- _REQUEST_:
Which lines of the listing below contain the string "ceiling"? Pull out each one in full, treating uppercase and lowercase as different.

=== STORED RECORDS ===

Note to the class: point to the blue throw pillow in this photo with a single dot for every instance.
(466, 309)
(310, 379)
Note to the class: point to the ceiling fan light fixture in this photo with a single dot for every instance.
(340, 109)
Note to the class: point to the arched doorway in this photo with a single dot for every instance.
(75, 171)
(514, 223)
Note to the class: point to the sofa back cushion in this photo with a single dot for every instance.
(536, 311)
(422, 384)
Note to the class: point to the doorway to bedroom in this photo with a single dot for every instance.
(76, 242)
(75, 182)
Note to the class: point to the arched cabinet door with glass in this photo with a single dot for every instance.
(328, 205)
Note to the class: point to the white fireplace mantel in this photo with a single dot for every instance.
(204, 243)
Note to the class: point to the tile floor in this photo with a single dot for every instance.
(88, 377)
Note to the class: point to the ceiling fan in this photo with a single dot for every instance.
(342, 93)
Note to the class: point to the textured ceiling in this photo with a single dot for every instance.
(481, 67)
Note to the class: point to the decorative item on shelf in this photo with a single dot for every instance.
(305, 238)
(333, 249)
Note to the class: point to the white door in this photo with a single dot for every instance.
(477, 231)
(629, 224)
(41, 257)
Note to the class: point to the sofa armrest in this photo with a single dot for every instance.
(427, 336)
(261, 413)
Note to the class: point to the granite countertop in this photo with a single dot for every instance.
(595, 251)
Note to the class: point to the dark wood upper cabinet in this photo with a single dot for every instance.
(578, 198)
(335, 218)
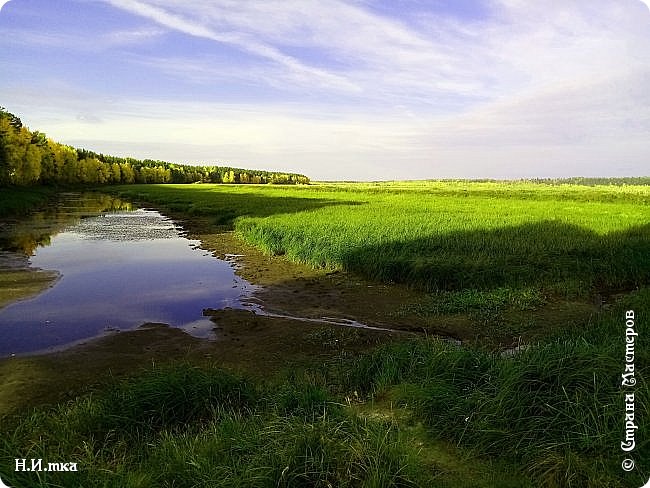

===

- _REPLY TO THE TASK_:
Note to the class: point to the ceiling fan light fixture in this photo with a single dot for every instance.
Note to the class: point to the ceiling fan in this photo with a single dot for every instance.
Note to the class: point to the textured ceiling in this photo with a single dot for every instance.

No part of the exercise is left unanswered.